> REQUIRED WORK: Copy out only the span from the line with "point: tree -- for" to the end of the data, both ends kept, word for word.

> Dataset excerpts on object pointing:
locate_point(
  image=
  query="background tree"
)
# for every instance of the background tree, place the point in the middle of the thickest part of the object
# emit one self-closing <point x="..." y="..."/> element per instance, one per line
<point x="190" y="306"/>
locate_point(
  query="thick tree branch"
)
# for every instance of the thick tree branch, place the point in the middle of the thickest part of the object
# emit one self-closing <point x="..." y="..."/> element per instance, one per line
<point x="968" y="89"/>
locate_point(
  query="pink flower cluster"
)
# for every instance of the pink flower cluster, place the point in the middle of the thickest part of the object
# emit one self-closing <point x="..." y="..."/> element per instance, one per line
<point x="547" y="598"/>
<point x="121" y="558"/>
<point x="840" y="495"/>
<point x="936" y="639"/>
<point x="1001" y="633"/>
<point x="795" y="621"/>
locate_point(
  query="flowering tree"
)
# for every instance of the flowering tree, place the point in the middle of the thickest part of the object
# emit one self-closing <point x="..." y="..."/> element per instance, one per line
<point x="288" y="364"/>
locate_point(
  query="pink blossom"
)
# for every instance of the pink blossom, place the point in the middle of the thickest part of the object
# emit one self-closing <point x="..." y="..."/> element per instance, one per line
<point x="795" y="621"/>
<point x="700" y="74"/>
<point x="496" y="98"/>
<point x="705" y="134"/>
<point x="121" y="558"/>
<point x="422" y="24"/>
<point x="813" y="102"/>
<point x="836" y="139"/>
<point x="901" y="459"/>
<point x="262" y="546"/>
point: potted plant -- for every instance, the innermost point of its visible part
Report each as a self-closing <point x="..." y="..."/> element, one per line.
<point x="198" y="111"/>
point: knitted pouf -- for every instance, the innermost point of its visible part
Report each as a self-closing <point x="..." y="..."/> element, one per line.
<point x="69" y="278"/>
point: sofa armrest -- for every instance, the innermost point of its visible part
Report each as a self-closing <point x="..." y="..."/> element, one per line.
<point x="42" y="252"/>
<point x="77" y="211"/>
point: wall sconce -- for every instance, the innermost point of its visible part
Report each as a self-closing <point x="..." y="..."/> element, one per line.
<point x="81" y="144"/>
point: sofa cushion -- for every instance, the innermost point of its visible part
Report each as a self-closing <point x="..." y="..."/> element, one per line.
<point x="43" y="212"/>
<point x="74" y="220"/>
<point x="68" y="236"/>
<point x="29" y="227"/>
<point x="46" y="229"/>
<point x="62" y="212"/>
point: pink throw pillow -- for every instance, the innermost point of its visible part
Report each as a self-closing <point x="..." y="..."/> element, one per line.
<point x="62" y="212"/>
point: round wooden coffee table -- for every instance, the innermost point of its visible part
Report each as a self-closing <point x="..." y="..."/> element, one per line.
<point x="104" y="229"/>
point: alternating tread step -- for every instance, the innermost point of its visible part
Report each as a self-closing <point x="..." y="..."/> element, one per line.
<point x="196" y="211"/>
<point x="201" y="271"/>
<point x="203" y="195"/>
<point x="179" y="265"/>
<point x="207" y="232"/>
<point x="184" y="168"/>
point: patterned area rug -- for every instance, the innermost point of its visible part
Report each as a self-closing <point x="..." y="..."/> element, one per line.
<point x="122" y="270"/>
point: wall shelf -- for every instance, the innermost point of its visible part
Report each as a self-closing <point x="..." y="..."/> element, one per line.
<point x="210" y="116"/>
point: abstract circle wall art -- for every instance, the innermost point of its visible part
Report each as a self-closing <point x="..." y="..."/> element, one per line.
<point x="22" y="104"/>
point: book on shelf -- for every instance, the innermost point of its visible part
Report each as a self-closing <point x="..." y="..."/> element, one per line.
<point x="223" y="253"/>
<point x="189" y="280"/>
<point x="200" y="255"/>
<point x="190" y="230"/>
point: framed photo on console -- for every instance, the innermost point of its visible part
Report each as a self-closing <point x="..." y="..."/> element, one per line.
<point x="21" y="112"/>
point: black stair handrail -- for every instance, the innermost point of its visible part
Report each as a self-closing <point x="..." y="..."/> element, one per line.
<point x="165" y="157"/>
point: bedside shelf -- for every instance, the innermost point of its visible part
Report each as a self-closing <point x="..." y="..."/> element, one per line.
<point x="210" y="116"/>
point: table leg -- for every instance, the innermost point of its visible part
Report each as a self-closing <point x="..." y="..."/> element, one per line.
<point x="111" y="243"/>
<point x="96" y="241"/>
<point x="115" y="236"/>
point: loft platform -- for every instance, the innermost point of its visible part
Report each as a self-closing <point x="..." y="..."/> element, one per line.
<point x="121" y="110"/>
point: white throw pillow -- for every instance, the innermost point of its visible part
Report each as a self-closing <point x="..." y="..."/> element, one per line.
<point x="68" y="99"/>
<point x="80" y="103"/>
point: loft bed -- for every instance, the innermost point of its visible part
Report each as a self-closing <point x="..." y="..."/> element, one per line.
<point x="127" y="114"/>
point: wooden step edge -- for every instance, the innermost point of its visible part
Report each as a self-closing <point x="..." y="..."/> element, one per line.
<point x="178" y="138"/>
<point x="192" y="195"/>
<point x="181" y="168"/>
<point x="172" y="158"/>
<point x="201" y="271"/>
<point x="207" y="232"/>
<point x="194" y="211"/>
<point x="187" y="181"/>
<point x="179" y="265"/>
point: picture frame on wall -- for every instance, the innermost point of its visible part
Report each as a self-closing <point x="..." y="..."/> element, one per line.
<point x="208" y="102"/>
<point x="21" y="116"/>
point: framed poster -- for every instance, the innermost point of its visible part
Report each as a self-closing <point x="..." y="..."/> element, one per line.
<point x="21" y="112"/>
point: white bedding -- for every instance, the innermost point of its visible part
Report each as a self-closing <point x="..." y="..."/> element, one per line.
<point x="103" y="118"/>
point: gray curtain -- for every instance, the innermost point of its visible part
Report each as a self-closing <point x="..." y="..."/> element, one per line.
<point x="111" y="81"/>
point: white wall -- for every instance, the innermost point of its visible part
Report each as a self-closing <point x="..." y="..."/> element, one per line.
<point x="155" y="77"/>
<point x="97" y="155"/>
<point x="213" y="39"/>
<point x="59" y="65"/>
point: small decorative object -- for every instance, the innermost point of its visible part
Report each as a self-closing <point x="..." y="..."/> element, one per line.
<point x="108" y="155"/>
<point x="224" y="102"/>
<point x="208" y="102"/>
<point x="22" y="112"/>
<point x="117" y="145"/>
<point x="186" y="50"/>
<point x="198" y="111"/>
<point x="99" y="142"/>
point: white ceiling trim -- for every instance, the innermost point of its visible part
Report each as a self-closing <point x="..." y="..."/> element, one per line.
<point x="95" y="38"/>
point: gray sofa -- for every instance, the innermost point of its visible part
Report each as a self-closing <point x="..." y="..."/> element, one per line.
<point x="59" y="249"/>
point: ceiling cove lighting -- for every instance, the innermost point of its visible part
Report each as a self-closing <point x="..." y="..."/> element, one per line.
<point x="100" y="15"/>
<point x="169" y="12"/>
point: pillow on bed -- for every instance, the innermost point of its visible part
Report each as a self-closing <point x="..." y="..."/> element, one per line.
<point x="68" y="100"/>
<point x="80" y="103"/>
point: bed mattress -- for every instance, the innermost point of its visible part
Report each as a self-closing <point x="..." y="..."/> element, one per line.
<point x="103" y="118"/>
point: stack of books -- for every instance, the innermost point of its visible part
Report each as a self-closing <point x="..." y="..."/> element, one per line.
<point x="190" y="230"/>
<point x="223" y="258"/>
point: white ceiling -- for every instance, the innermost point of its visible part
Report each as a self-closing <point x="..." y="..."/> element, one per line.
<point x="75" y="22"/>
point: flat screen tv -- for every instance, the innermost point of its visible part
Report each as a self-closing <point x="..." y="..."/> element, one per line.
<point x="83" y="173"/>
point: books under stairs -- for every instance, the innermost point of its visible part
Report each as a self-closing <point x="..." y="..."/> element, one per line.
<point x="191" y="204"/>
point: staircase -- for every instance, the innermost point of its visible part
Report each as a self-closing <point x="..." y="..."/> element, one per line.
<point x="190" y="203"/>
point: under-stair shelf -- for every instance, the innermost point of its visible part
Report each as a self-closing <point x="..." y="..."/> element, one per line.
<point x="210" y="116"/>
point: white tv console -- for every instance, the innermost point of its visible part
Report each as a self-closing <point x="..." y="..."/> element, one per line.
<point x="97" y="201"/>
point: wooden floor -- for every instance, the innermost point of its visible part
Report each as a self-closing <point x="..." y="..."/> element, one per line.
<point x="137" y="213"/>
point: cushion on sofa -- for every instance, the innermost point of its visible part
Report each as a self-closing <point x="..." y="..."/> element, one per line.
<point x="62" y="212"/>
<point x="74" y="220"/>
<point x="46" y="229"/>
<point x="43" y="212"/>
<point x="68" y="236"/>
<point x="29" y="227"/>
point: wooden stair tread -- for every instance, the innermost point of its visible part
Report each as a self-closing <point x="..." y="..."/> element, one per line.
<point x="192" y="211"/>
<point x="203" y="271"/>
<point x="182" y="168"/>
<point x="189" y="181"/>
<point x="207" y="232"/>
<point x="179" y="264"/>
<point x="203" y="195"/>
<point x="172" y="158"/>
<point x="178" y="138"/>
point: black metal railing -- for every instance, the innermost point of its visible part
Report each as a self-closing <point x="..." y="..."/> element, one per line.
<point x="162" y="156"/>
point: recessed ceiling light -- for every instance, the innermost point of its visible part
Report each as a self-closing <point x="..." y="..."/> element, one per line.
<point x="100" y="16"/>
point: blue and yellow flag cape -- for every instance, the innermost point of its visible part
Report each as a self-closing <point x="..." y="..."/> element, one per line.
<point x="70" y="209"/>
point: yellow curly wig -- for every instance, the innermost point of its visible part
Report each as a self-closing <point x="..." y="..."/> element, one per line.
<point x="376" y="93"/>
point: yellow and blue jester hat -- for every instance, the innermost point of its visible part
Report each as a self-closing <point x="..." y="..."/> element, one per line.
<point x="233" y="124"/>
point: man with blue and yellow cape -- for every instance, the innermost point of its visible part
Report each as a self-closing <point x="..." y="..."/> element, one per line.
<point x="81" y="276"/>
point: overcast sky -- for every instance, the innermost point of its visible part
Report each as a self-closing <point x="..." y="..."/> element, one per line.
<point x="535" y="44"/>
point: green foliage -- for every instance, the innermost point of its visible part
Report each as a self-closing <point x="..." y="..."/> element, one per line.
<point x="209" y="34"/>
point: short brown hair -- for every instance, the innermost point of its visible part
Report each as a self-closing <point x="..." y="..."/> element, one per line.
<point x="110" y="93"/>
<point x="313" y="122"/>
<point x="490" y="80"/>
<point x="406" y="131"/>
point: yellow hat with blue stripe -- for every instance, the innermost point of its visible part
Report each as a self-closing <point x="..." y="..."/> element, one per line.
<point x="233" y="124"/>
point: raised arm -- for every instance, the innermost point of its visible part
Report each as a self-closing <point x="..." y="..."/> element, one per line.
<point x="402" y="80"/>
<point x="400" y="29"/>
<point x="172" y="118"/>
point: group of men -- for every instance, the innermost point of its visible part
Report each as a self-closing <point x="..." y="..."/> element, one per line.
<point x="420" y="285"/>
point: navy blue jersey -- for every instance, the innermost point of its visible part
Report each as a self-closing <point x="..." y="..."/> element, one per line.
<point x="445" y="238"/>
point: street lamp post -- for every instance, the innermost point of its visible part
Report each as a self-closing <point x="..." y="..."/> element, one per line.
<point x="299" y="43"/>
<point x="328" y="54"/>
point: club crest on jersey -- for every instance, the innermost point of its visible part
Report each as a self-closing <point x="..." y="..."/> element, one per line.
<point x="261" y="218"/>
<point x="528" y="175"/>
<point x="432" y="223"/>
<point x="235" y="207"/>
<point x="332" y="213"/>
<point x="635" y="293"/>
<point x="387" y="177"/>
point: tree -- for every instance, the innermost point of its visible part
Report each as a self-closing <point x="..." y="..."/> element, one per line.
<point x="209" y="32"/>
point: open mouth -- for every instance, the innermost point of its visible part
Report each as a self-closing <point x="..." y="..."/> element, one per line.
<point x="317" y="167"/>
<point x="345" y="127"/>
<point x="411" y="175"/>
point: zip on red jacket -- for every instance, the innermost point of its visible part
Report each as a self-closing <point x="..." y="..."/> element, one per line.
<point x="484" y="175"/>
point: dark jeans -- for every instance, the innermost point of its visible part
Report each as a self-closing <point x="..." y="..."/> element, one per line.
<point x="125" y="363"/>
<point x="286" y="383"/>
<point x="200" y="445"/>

> RESPONSE FOR THIS EXERCISE:
point: tree -- for every instance, the innermost point of its visible part
Report each as a self-closing <point x="..." y="..."/> element, one per line.
<point x="209" y="32"/>
point: open mouth -- for every instance, the innermost point of its visible part
Report each as a self-closing <point x="..." y="..."/> element, one per line.
<point x="317" y="167"/>
<point x="345" y="127"/>
<point x="411" y="175"/>
point: zip on red jacket -- for every instance, the innermost point of its visible part
Report each as a self-closing <point x="..." y="..."/> element, one per line.
<point x="484" y="175"/>
point: dark jeans -- for every instance, the innermost point of its visible part
Report each as a self-closing <point x="..." y="..."/> element, one per line.
<point x="125" y="363"/>
<point x="286" y="383"/>
<point x="200" y="445"/>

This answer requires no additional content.